[INSTRUCCIONES DE TRABAJO] Resume en dos oraciones el texto sobre Cuarón y sus películas.

[TEXTO PROPORCIONADO]
Para lograrlo, Cuarón regresó a México a filmar una película en su país de origen por primera vez en casi veinte años. Contrató a un reparto formado en buena medida por gente sin entrenamiento actoral y rodó todo de corrido y en continuidad. Ninguno de los miembros del reparto o el personal leyó el guion, así que cada giro de la trama también los sorprendió a ellos. Una de las escenas impresionó tanto al equipo de rodaje que los hizo romper en lágrimas mientras las cámaras seguían grabando. A los actores les daban sus diálogos la misma mañana en que se filmaban. Muchas veces no tenían diálogos ya escritos; Cuarón simplemente les sugería cómo podrían reaccionar a otros personajes o incluso alterar toda una escena. A menudo, Cuarón les daba instrucciones contradictorias. “Entonces lo que pasa es que, cuando empezamos a rodar, se creaba todo un caos. Y eso era. Todo el mundo tenía que existir dentro de ese caos, como la vida”. Más que nada, me dijo, su trabajo fue observar con mucha atención a los actores para detectar los momentos en que emergía alguna verdad esencial.

Durante gran parte de su vida, Cuarón ha tenido problemas para combinar sus ambiciones como creador de cine de autor con su necesidad de ser solvente. Durante años, cuando le preguntaban por qué dirigía una u otra película de Hollywood —Grandes esperanzas, por ejemplo, o Harry Potter y el prisionero de Azkaban— Cuarón sugería a los periodistas que se le “estaba acabando el dinero y necesitaba sobrevivir”. Escribió Gravedad con su hijo mayor, Jonás Cuarón, en un arranque de desesperación después de que otro proyecto perdiera su financiamiento tras la crisis financiera de 2008. Juntos escribieron un primer borrador del guion en un día. No obstante, le tomó cuatro años y medio filmar el thriller existencial sobre el espacio, un proceso complicado por los desafíos de filmar los efectos de la microgravedad y la necesidad de enrolar a una gran celebridad para justificar un presupuesto de 100 millones de dólares. Finalmente, Sandra Bullock aceptó pasar sesiones de nueve horas en una caja de efectos especiales de tres por tres metros, donde realizaba movimientos coreografiados tan precisos que su actuación era casi una danza moderna. Gravedad, estrenada en 2013, recaudó más de 700 millones de dólares de taquilla a nivel mundial, ganó siete premios Oscar y convirtió a Cuarón en el primer mexicano en la historia en recibir el galardón de la academia al mejor director. Después de eso, podía filmar lo que quisiera.

“Se me ofrecían películas más grandes con más presupuestos, más todo”, explicó Cuarón. Pero se dedicó a crear Roma: una película de época, en español y mixteco y en blanco y negro. La mayor parte de la película está ambientada en la colonia de Ciudad de México donde creció, justamente llamada la Roma. El noventa por ciento de las escenas fueron inspiradas por la historia de su familia. “Es la película casera más costosa de la historia”, dijo Steve Golin, mánager de Cuarón.

[DATOS]
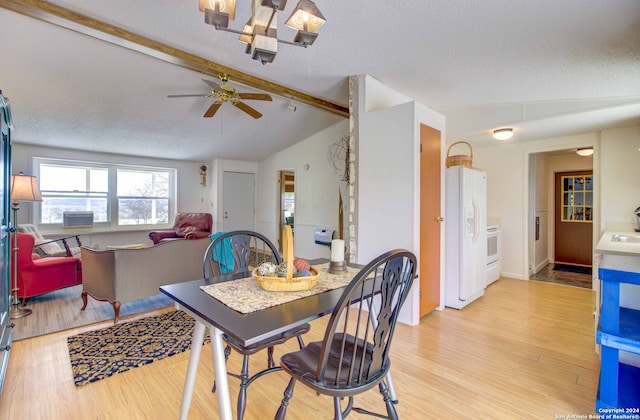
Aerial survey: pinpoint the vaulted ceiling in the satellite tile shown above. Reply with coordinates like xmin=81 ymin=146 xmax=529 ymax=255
xmin=0 ymin=0 xmax=640 ymax=161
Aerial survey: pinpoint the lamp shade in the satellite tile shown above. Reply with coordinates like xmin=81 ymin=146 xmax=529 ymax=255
xmin=493 ymin=128 xmax=513 ymax=140
xmin=576 ymin=147 xmax=593 ymax=156
xmin=11 ymin=172 xmax=42 ymax=203
xmin=285 ymin=0 xmax=327 ymax=32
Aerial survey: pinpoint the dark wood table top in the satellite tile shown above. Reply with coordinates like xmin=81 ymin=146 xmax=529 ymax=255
xmin=160 ymin=261 xmax=352 ymax=345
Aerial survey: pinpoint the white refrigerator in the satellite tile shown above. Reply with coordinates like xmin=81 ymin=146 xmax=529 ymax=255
xmin=444 ymin=166 xmax=487 ymax=309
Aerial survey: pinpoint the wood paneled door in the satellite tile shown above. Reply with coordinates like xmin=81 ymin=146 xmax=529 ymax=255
xmin=554 ymin=171 xmax=594 ymax=266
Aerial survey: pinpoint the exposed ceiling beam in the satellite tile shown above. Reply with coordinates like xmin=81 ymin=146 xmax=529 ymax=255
xmin=0 ymin=0 xmax=349 ymax=117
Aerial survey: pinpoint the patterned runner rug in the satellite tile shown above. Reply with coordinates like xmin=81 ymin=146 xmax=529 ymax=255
xmin=67 ymin=311 xmax=209 ymax=386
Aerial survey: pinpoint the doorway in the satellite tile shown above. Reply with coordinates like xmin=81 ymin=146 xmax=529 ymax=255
xmin=278 ymin=171 xmax=296 ymax=250
xmin=554 ymin=171 xmax=594 ymax=267
xmin=222 ymin=171 xmax=255 ymax=232
xmin=418 ymin=124 xmax=443 ymax=317
xmin=525 ymin=148 xmax=599 ymax=288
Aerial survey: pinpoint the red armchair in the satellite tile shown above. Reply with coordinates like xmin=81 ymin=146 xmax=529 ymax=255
xmin=11 ymin=233 xmax=82 ymax=304
xmin=149 ymin=213 xmax=213 ymax=245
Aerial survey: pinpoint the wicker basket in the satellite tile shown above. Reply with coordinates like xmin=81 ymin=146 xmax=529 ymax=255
xmin=446 ymin=141 xmax=473 ymax=168
xmin=252 ymin=225 xmax=319 ymax=292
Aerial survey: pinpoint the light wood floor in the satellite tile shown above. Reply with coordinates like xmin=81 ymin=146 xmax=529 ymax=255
xmin=13 ymin=284 xmax=173 ymax=341
xmin=0 ymin=279 xmax=599 ymax=420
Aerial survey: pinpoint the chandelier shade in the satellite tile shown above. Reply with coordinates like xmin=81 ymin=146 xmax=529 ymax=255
xmin=204 ymin=0 xmax=327 ymax=64
xmin=285 ymin=0 xmax=327 ymax=32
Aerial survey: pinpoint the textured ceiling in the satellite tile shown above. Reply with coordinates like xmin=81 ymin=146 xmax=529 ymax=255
xmin=0 ymin=0 xmax=640 ymax=161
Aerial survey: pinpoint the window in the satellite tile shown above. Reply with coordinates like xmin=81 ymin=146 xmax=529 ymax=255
xmin=34 ymin=158 xmax=176 ymax=229
xmin=561 ymin=175 xmax=593 ymax=222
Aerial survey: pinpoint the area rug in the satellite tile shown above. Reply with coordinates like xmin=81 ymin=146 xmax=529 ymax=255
xmin=553 ymin=264 xmax=591 ymax=274
xmin=67 ymin=311 xmax=209 ymax=386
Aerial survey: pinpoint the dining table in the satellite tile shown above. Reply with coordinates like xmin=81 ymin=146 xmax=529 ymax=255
xmin=160 ymin=260 xmax=384 ymax=420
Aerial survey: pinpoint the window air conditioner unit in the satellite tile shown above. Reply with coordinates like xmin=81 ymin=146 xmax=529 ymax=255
xmin=62 ymin=211 xmax=93 ymax=228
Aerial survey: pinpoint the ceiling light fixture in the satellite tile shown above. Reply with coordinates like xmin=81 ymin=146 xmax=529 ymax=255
xmin=493 ymin=128 xmax=513 ymax=140
xmin=204 ymin=0 xmax=327 ymax=64
xmin=576 ymin=147 xmax=593 ymax=156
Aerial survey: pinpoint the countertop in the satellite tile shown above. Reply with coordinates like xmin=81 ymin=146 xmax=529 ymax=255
xmin=595 ymin=230 xmax=640 ymax=256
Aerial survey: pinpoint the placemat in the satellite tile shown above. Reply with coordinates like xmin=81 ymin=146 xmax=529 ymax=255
xmin=200 ymin=263 xmax=360 ymax=314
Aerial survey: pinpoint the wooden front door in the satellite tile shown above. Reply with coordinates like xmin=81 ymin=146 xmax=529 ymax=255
xmin=419 ymin=124 xmax=442 ymax=317
xmin=554 ymin=171 xmax=594 ymax=266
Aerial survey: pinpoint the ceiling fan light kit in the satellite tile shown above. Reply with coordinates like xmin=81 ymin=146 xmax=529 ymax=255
xmin=199 ymin=0 xmax=327 ymax=64
xmin=493 ymin=128 xmax=513 ymax=140
xmin=167 ymin=74 xmax=273 ymax=119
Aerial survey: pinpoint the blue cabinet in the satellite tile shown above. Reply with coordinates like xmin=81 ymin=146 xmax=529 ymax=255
xmin=596 ymin=254 xmax=640 ymax=415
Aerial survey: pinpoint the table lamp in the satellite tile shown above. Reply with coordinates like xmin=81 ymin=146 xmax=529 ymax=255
xmin=9 ymin=172 xmax=42 ymax=319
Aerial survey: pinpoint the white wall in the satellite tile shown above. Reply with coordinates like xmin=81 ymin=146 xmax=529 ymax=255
xmin=256 ymin=120 xmax=348 ymax=259
xmin=12 ymin=142 xmax=211 ymax=247
xmin=600 ymin=127 xmax=640 ymax=230
xmin=355 ymin=76 xmax=445 ymax=325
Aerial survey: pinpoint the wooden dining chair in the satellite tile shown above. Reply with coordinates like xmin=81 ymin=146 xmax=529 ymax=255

[RESPUESTA DESARROLLADA] Tras años de problemas para combinar sus ambiciones de cine de autor con la necesidad de ser solvente, Cuarón estrenó Gravedad en 2013, que recaudó más de 700 millones de dólares y ganó siete premios Oscar, y después de eso podía filmar lo que quisiera. En lugar de aceptar películas más grandes, regresó a México para rodar Roma, una película en blanco y negro inspirada en la historia de su familia, con un reparto formado en buena medida por gente sin entrenamiento actoral que no leyó el guion y recibía sus diálogos la misma mañana del rodaje.